+++ EXTRAIT DU TEXTE +++

Les irlandais, pas étonnant que ce soient les seuls anglais(es) acceptables. Comme républicains, ils se posent un peu là. La lanterne à aristos, c'est un peu trop artisanal, la méthode irlandaise, c'est la mèche courte, nombre de royalistes anglais en ont fait l'expérience. C'est le seul peuple sur les 27 qui reste encore le décideur. Ils ont voté, sur le Traité de Lisbonne. Et ils ont dit "non". Bon, alors, on fait quoi, maintenant ? Le coup du Congrès, comme pour les français, ça ne passera pas, ils sortiront leurs mèches courtes, ils en ont plein leurs caves et leurs églises. Le seul truc, c'est de les faire revoter, et de les forcer à changer d'avis.

Faire changer d'avis un seul irlandais, ce n'est déjà pas à la portée du premier venu, alors faire changer d'avis tout le peuple irlandais... La date idéale pour ce deuxième referendum, normalement, c'est le 7 juin, en même temps que les élections au parlement européen. C'est d'autant plus tentant que, dans les sondages, les irlandais disent qu'ils seraient décidés à changer d'avis. Mais ce ne sera pas le cas. Bizarre, pourquoi? J'ai trouvé deux raisons:

1/ Il faut se méfier de ces têtes de mules d'irlandais. Ils sont parfaitement capables de te dire dans le sondage "Vas-y, fais-nous ton deuxième referendum, je vais voter oui, sûr", et puis le jour du vote ils persistent, et tu peux remballer Lisbonne définitivement. Citation (ici) : "Au cours des dernières semaines, des rumeurs ont circulé selon lesquelles le gouvernement irlandais pourrait organiser le référendum en juin, parallèlement aux élections européennes, afin de tirer profit du soutien révélé par les sondages. Mais le ministre irlandais aux Affaires européennes a écarté cette idée, déclarant que tenir le référendum le même jour que les élections européennes conférerait un avantage aux eurosceptiques lors de la campagne. En parallèle, la Commission européenne prévoit d’investir 1,8 millions d’euros dans une campagne d’information du public afin d’augmenter la compréhension du traité de Lisbonne". 1,8 millions d’euros de pure propagande ("sensibiliser l’opinion publique", "campagne d’information du public afin d’augmenter la compréhension", il faut vraiment savoir écrire le faux-cul), dans un petit pays comme l'Irlande, ça ne peut pas se dépenser en un seul mois, ça serait trop visible.

2/ Et puis, il y a un truc qui coince. Lisez bien ceci, il m'a fallu pas mal de temps pour le trouver. En échange de la promesse d’organiser un nouveau référendum sur le traité de Lisbonne en 2009, les dirigeants européens ont fait un certain nombre de promesses au gouvernement irlandais. Les trucs légalement contraignants, ça roule. Mais il y a un autre truc, une déclaration non contraignante pourtant, qui coince. C'est à cause du sujet de cette déclaration: les droits des travailleurs. Dégustez, je vous prie, cette magnifique prose de faux-culs: "Malgré le fait que la déclaration ne sera pas légalement contraignante, il apparaît qu’un certain nombre de pays européens sont peu disposés à à inclure un tel texte, puisqu’ils pensent qu’il pourrait causer des difficultés au niveau national, en particulier au moment où le chômage augmente et où sévit la récession économique".

+++

• _CONSIGNE DONNÉE 1_
Pouvez-vous résumer en deux phrases l'extrait sur le second référendum irlandais ?

+++ ENREGISTREMENTS FOURNIS +++

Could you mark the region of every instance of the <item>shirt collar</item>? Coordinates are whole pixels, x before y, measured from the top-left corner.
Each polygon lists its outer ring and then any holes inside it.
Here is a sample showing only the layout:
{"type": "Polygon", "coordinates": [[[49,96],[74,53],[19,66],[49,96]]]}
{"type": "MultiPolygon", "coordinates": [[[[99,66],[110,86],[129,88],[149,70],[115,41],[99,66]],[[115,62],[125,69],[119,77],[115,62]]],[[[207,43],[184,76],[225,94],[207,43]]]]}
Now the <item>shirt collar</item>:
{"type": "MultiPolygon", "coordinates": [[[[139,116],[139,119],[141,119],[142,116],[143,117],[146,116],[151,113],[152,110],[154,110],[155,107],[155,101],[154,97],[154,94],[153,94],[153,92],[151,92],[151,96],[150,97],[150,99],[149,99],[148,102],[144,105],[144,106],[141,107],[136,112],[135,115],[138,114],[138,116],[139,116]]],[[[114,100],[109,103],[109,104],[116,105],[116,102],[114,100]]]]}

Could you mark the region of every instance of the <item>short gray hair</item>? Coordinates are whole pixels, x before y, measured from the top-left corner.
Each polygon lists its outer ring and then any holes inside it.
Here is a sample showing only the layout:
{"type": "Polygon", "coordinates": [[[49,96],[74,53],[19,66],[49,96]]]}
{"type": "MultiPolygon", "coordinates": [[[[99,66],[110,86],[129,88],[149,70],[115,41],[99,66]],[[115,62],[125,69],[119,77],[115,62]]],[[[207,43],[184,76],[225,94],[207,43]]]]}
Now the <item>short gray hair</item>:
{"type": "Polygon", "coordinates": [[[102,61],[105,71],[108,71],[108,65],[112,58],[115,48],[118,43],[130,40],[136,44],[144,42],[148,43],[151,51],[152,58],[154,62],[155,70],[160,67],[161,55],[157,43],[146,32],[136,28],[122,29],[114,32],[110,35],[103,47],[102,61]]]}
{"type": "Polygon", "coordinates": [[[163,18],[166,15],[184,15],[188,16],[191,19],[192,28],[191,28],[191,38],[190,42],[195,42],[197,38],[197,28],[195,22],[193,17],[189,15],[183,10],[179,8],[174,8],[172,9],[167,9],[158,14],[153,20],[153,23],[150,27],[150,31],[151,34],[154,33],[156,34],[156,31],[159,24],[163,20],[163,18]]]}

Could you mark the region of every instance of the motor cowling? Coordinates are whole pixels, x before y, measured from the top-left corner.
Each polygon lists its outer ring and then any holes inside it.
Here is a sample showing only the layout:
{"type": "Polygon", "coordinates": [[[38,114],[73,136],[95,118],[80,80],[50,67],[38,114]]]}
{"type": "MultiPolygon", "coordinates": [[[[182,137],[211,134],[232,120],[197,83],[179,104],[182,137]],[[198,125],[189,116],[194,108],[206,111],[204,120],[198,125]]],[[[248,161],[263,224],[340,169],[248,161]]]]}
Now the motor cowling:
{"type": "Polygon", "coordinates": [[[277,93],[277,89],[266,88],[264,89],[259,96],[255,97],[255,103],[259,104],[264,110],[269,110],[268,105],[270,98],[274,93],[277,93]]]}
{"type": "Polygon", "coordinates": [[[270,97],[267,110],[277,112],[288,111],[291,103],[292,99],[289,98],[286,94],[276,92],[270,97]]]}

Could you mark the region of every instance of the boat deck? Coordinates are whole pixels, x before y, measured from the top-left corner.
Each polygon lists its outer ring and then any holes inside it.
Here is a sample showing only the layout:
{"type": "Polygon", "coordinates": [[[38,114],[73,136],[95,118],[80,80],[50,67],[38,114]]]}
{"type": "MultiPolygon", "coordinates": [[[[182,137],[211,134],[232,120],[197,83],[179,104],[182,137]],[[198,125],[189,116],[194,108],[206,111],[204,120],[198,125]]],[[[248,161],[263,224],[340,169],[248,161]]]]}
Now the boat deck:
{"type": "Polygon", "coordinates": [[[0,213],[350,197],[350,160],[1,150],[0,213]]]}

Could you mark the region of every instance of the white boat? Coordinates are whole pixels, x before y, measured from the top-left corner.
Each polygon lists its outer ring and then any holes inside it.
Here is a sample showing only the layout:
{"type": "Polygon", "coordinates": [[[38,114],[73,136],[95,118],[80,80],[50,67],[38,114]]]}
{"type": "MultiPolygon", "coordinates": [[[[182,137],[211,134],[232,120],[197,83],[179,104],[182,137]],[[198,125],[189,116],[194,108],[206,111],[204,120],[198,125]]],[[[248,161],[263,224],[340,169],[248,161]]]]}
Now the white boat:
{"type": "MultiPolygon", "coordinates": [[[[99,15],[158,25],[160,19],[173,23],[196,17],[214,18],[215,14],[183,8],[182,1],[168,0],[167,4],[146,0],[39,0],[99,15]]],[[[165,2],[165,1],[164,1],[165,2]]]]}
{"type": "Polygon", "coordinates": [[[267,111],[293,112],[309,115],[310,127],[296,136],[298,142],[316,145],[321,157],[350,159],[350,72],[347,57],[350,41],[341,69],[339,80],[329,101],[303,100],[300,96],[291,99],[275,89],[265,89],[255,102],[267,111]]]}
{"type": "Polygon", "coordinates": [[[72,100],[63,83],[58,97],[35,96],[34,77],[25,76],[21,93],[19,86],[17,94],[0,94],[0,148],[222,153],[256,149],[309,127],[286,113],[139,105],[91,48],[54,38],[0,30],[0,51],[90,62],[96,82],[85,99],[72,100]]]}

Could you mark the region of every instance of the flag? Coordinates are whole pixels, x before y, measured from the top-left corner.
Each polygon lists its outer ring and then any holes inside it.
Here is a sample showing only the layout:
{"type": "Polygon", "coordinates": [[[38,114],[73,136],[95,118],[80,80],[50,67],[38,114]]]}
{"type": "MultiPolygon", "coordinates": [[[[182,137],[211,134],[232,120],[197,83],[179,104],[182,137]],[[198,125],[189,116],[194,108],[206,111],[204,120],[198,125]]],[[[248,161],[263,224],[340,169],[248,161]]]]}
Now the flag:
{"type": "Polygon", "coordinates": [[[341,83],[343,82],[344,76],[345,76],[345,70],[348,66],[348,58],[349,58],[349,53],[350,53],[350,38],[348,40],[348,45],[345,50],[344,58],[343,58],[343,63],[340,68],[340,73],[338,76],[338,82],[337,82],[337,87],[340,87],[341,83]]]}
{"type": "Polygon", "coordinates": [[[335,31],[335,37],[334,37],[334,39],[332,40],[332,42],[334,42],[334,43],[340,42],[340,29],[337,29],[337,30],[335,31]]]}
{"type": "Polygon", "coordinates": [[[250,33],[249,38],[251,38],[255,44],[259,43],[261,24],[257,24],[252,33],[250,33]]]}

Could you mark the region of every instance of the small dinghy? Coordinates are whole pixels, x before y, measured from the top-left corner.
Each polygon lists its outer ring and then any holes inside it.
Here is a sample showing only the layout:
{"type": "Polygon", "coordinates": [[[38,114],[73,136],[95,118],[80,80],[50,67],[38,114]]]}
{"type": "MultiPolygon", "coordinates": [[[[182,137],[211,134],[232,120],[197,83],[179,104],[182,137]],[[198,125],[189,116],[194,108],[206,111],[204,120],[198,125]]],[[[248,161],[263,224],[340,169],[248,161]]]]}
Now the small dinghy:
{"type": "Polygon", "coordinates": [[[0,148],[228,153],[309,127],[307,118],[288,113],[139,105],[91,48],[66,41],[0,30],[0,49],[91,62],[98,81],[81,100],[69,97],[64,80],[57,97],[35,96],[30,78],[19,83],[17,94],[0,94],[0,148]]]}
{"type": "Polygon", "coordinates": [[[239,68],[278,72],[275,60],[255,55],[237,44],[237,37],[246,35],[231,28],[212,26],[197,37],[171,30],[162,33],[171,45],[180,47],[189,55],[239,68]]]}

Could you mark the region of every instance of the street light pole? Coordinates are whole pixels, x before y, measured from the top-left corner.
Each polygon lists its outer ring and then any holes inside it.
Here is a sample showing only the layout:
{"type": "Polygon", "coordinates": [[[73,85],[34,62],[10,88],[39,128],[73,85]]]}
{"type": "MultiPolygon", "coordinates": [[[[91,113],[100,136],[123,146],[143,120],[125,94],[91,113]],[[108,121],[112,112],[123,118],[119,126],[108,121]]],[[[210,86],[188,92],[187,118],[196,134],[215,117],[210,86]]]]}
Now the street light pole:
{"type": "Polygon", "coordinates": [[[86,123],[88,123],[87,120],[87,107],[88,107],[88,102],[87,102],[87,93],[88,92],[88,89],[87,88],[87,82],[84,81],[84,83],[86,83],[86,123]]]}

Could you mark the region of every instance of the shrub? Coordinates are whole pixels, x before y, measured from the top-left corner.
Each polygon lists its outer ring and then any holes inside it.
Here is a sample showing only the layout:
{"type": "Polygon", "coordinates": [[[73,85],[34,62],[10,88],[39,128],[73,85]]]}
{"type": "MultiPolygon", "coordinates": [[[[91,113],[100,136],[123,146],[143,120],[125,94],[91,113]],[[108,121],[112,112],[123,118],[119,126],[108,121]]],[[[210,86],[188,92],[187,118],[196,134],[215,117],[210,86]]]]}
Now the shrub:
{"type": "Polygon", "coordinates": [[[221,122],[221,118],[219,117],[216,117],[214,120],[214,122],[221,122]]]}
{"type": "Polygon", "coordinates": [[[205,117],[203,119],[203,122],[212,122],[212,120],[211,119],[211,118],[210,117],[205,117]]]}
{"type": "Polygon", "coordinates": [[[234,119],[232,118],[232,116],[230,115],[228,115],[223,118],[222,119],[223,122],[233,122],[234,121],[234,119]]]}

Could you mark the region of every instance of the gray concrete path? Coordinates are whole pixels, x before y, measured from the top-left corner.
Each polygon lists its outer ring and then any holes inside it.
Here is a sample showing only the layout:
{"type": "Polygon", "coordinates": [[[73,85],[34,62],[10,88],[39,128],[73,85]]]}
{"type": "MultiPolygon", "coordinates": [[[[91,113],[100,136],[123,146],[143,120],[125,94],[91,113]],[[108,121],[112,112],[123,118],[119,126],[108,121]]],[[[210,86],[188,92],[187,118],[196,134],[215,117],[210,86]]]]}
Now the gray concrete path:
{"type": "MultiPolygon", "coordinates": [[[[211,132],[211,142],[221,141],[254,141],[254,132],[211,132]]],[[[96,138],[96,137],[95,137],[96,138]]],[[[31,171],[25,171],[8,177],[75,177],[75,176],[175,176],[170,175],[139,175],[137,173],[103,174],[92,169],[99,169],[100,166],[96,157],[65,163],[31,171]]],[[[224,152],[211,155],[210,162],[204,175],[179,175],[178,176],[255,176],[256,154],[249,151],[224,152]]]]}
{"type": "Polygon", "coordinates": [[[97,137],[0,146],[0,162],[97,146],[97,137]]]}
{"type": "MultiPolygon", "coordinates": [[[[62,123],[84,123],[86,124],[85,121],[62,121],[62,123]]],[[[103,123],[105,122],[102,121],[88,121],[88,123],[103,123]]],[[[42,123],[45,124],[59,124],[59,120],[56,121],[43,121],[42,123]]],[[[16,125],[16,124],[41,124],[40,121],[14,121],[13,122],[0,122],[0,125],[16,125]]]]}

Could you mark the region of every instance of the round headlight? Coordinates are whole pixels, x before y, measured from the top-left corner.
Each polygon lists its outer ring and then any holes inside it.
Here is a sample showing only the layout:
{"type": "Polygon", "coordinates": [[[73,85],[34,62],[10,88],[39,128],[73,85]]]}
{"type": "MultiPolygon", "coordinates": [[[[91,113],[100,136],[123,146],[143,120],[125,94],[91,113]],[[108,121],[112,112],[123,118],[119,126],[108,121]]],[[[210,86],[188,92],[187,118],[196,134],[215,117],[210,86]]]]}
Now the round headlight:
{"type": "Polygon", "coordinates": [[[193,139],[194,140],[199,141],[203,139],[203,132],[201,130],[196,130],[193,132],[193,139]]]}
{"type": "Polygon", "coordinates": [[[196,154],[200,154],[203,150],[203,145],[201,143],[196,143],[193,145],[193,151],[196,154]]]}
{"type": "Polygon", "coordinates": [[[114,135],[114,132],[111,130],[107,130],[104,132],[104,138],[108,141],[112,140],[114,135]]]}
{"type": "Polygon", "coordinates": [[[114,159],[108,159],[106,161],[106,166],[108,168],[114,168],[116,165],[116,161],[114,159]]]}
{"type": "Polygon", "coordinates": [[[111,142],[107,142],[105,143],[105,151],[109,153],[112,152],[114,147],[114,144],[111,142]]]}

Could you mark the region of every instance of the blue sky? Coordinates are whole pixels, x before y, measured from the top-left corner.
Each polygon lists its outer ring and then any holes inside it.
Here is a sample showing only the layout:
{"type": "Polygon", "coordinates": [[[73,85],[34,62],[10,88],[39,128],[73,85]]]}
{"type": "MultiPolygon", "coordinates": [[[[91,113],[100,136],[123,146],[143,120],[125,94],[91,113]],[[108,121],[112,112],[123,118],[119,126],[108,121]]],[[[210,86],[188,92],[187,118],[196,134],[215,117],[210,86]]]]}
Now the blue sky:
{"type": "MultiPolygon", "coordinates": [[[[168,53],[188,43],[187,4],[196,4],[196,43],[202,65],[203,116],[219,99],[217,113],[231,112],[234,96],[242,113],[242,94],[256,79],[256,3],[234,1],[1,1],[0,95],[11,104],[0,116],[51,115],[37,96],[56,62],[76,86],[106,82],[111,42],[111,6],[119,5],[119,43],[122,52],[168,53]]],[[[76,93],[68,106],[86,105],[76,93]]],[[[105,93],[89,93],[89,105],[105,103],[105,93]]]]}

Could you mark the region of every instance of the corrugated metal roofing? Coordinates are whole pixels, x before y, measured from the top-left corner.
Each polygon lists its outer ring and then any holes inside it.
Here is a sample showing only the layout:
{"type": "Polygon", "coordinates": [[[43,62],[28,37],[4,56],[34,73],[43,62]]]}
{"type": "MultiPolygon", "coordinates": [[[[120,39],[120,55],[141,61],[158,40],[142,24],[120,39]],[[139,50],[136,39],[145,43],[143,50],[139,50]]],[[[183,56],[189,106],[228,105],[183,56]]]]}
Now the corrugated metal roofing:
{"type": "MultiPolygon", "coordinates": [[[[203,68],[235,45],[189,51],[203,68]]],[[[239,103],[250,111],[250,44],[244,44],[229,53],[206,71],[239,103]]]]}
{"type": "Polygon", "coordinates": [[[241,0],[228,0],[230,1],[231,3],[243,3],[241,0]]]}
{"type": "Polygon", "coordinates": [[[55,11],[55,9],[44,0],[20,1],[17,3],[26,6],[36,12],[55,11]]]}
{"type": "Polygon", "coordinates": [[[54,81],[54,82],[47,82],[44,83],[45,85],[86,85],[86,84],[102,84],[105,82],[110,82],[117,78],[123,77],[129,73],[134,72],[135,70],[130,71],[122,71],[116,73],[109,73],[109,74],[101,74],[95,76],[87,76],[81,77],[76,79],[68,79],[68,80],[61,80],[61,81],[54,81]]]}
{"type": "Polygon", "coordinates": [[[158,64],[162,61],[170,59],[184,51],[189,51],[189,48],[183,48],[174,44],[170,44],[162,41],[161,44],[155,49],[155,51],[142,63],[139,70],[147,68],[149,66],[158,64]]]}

+++

• _CONSIGNE DONNÉE 2_
Pouvez-vous mettre dans une liste JSON de chaînes, à raison d'une chaîne par ligne et sans les lignes vides, les lignes des enregistrements allant de celle qui contient "Could you mark the region of every instance of the white" à celle qui contient "Now the white", ces deux lignes incluses ?

• _RÉPONSE 1_
Les Irlandais, seul peuple des 27 qui reste encore décideur, ont voté « non » au traité de Lisbonne, et la seule issue envisagée est de les faire revoter pour qu'ils changent d'avis. L'extrait affirme que ce second référendum n'aura pas lieu le 7 juin avec les élections européennes, d'une part parce que le ministre irlandais aux Affaires européennes a écarté cette idée et qu'une campagne d'information de 1,8 million d'euros ne peut se dépenser en un seul mois, d'autre part parce qu'une déclaration non contraignante sur les droits des travailleurs rebute un certain nombre de pays européens.

• _RÉPONSE 2_
[
  "Could you mark the region of every instance of the white boat? Coordinates are whole pixels, x before y, measured from the top-left corner.",
  "Each polygon lists its outer ring and then any holes inside it.",
  "Here is a sample showing only the layout:",
  "{\"type\": \"Polygon\", \"coordinates\": [[[38,114],[73,136],[95,118],[80,80],[50,67],[38,114]]]}",
  "{\"type\": \"MultiPolygon\", \"coordinates\": [[[[182,137],[211,134],[232,120],[197,83],[179,104],[182,137]],[[198,125],[189,116],[194,108],[206,111],[204,120],[198,125]]],[[[248,161],[263,224],[340,169],[248,161]]]]}",
  "Now the white boat:"
]